• _Exercise description_
Reproduce the data below verbatim, from the line containing "hull for overlay placement." through the line containing "[0,522,178,567]", both of those lines included.

Region labeling data
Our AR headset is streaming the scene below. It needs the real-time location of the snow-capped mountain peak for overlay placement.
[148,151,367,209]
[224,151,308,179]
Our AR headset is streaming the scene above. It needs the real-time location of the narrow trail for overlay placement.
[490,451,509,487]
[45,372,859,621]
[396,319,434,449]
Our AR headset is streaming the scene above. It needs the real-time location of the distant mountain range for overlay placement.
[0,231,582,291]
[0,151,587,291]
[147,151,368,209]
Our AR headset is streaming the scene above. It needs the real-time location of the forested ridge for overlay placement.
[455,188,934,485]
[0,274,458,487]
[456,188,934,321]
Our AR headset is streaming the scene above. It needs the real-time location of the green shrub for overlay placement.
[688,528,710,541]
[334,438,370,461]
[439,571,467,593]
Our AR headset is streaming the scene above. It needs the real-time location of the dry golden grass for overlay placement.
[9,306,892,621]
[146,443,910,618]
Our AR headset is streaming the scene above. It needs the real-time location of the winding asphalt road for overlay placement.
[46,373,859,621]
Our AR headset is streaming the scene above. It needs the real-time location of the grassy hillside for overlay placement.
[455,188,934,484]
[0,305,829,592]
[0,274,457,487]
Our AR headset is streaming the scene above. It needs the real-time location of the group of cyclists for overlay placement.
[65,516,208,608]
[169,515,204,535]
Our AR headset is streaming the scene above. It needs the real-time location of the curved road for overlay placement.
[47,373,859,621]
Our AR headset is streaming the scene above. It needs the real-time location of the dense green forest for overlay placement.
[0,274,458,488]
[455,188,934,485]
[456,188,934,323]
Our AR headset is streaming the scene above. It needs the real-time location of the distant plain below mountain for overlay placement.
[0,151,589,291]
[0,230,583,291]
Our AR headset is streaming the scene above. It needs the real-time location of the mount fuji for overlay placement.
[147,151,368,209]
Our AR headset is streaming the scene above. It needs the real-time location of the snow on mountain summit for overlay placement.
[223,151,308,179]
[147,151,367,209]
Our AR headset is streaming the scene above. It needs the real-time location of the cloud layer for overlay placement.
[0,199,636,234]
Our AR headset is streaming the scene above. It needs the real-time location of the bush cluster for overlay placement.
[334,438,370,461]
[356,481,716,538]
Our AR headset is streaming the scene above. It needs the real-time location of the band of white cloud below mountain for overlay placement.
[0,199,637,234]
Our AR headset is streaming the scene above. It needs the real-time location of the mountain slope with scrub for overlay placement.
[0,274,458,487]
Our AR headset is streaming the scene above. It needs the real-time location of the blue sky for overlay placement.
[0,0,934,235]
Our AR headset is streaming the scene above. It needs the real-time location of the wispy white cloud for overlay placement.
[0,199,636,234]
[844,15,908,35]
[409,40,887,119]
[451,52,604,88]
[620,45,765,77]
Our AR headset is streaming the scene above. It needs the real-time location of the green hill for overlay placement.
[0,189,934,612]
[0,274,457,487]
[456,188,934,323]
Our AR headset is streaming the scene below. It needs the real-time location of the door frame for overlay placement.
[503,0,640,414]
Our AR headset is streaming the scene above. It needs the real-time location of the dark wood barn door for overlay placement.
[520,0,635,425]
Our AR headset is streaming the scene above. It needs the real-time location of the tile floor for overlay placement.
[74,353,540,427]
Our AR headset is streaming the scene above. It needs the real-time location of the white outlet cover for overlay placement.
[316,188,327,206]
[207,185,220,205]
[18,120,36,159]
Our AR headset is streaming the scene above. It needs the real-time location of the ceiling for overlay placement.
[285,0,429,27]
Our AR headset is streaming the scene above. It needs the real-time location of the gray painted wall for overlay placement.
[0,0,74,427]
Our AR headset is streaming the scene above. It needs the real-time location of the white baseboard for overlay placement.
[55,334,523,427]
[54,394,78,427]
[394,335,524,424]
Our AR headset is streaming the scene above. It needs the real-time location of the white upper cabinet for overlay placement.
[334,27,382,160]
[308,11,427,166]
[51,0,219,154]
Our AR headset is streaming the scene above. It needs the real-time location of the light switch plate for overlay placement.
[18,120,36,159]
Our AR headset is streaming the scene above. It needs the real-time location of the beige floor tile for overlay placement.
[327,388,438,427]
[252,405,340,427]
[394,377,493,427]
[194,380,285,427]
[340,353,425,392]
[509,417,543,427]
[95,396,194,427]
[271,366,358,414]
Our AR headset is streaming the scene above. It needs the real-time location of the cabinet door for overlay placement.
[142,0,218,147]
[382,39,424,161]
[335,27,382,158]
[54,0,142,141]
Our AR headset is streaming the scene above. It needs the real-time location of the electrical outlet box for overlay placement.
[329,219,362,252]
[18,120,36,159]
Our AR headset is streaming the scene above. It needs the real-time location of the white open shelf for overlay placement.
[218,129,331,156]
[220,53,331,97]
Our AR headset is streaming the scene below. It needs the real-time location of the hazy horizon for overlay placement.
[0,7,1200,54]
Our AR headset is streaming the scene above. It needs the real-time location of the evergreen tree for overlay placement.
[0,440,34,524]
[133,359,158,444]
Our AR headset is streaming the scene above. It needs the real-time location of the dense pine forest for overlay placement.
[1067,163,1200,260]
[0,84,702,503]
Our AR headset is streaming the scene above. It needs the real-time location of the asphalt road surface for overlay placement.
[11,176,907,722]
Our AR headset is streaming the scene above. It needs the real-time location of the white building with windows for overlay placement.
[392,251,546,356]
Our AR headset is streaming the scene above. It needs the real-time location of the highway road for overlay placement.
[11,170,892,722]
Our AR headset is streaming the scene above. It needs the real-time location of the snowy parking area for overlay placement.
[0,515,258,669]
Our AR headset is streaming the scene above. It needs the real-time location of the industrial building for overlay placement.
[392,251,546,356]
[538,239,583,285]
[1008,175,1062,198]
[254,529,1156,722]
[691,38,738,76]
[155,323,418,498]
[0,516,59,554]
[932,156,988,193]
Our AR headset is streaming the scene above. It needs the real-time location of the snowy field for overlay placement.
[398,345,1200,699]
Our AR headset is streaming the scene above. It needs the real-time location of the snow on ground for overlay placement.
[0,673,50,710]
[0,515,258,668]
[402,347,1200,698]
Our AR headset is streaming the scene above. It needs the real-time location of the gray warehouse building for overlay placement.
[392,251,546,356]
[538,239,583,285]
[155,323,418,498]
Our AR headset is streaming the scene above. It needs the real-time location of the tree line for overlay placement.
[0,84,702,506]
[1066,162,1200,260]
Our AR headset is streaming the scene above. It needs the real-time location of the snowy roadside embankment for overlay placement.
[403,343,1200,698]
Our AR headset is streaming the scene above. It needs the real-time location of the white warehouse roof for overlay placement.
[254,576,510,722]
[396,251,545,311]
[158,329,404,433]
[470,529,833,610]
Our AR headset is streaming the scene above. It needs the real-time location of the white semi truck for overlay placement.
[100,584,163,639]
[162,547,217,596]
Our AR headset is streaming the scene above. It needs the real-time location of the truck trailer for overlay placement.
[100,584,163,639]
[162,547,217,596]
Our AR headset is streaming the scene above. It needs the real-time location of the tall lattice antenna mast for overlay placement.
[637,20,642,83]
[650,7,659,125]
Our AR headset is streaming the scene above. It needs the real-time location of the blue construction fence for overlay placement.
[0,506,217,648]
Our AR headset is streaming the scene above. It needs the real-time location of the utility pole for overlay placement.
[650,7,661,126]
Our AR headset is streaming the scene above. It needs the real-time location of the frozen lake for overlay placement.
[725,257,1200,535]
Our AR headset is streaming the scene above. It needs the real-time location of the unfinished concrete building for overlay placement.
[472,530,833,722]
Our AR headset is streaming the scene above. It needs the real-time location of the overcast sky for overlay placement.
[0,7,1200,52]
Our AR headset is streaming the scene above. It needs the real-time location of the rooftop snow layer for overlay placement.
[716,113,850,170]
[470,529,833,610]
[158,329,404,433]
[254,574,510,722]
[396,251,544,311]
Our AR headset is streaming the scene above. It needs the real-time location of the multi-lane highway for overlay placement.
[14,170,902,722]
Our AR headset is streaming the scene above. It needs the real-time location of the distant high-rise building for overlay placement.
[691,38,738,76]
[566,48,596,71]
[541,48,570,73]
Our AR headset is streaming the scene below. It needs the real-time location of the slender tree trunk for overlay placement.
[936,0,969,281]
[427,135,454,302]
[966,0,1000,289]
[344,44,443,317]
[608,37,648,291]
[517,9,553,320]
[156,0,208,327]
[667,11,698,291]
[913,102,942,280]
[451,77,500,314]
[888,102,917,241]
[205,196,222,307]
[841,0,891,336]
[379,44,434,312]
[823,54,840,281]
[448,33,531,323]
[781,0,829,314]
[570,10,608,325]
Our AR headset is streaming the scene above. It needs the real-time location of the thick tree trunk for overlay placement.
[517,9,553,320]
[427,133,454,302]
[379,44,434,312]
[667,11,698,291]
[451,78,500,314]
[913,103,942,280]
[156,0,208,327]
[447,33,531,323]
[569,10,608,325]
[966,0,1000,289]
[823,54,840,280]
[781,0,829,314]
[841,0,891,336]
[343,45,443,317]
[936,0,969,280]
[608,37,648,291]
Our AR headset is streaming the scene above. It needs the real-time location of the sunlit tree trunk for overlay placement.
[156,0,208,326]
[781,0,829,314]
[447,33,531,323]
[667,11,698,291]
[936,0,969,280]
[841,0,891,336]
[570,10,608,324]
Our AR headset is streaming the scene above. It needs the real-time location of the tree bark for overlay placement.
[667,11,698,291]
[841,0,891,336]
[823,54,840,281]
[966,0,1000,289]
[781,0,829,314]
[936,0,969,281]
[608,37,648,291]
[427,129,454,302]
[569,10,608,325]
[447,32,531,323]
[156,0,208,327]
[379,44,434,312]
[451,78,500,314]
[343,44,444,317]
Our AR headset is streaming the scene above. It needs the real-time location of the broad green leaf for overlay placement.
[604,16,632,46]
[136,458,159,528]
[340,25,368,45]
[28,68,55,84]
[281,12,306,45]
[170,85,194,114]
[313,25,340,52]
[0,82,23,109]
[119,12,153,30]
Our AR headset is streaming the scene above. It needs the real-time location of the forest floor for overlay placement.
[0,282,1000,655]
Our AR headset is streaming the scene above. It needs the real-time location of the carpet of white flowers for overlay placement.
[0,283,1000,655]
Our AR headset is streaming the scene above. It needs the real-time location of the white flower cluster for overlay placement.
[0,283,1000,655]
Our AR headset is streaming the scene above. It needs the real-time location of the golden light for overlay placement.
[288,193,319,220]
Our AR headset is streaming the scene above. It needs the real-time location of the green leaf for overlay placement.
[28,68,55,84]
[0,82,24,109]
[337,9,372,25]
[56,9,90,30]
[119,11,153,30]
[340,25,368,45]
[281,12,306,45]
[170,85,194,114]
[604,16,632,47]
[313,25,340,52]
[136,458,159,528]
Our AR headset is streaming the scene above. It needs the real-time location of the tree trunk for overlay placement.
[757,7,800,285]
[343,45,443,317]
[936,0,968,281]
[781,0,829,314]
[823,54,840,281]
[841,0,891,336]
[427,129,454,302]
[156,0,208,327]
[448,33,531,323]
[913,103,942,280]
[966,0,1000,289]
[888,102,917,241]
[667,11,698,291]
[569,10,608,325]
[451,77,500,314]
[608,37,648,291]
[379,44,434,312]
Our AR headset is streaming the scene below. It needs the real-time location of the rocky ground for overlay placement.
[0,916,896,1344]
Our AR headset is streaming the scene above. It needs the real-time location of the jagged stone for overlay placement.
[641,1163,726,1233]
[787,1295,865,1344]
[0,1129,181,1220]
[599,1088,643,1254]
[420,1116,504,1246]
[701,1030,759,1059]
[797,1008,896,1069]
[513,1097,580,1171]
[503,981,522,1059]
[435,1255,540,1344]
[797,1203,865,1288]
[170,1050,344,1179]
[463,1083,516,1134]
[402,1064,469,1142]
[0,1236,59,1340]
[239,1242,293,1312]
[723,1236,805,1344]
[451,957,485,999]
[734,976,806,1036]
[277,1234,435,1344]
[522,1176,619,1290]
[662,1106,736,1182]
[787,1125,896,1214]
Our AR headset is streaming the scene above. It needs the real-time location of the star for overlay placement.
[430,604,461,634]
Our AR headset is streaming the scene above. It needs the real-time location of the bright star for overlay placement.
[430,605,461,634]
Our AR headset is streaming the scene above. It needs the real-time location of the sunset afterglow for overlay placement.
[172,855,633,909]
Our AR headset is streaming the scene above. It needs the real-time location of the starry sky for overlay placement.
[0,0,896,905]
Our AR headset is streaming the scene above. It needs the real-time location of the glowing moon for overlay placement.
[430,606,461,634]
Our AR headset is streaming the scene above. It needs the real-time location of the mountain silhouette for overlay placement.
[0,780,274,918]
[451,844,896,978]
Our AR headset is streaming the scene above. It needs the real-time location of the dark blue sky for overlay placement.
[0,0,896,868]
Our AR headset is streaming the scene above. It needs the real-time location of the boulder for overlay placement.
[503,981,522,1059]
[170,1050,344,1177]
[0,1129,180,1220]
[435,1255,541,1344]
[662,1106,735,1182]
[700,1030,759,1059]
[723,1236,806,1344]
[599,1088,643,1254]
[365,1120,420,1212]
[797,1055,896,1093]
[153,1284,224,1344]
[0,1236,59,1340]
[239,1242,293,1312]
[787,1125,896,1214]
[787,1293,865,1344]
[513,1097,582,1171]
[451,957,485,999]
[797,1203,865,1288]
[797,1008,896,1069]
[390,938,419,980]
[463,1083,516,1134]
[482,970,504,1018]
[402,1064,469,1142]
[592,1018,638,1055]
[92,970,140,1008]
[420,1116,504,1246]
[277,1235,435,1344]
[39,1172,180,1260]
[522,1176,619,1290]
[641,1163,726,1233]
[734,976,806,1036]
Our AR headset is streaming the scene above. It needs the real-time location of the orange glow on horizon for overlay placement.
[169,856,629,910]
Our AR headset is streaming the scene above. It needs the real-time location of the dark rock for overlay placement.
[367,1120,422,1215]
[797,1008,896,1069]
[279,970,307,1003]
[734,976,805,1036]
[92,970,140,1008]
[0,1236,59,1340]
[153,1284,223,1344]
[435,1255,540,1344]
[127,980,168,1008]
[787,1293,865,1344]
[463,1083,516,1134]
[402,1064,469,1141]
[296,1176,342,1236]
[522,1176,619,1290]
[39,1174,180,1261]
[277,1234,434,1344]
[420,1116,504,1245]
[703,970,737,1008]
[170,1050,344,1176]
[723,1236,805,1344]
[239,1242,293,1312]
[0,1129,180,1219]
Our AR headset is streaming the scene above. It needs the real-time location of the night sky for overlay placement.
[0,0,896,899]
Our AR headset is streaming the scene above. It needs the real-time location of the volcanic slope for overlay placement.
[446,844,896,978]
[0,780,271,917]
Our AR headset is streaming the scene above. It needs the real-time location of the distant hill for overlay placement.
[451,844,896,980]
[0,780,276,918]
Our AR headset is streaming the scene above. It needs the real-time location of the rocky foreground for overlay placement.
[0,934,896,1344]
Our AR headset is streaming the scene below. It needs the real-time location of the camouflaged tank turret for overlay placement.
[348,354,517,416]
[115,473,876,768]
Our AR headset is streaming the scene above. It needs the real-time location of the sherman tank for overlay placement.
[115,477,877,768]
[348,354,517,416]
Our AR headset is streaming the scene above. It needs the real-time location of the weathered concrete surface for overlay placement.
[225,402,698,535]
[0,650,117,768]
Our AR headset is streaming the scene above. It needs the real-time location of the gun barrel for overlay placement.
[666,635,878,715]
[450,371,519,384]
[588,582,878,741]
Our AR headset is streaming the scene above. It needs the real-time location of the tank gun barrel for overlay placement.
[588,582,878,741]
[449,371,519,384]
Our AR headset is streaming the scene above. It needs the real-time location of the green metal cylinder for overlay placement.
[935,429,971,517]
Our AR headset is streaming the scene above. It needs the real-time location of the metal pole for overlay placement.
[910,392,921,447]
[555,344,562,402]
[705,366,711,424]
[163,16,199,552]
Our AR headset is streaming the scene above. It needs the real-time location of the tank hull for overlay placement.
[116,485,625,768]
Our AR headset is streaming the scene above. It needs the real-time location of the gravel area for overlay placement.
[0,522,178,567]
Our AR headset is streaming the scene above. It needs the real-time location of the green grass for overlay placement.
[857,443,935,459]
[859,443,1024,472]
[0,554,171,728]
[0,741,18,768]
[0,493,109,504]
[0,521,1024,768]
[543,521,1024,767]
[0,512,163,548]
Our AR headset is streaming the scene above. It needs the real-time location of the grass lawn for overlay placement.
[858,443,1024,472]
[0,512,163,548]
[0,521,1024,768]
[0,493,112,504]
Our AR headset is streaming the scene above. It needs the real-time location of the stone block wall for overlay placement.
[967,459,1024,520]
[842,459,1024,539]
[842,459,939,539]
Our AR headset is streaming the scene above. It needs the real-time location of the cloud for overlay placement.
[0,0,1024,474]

• _Finished task_
Our AR headset is streaming the scene above. It needs the real-time location of the tank hull for overlay placement.
[116,485,625,768]
Our AR headset is streaming the scene above. It needs the real-time location of the gravel area for overlay placement.
[0,522,178,567]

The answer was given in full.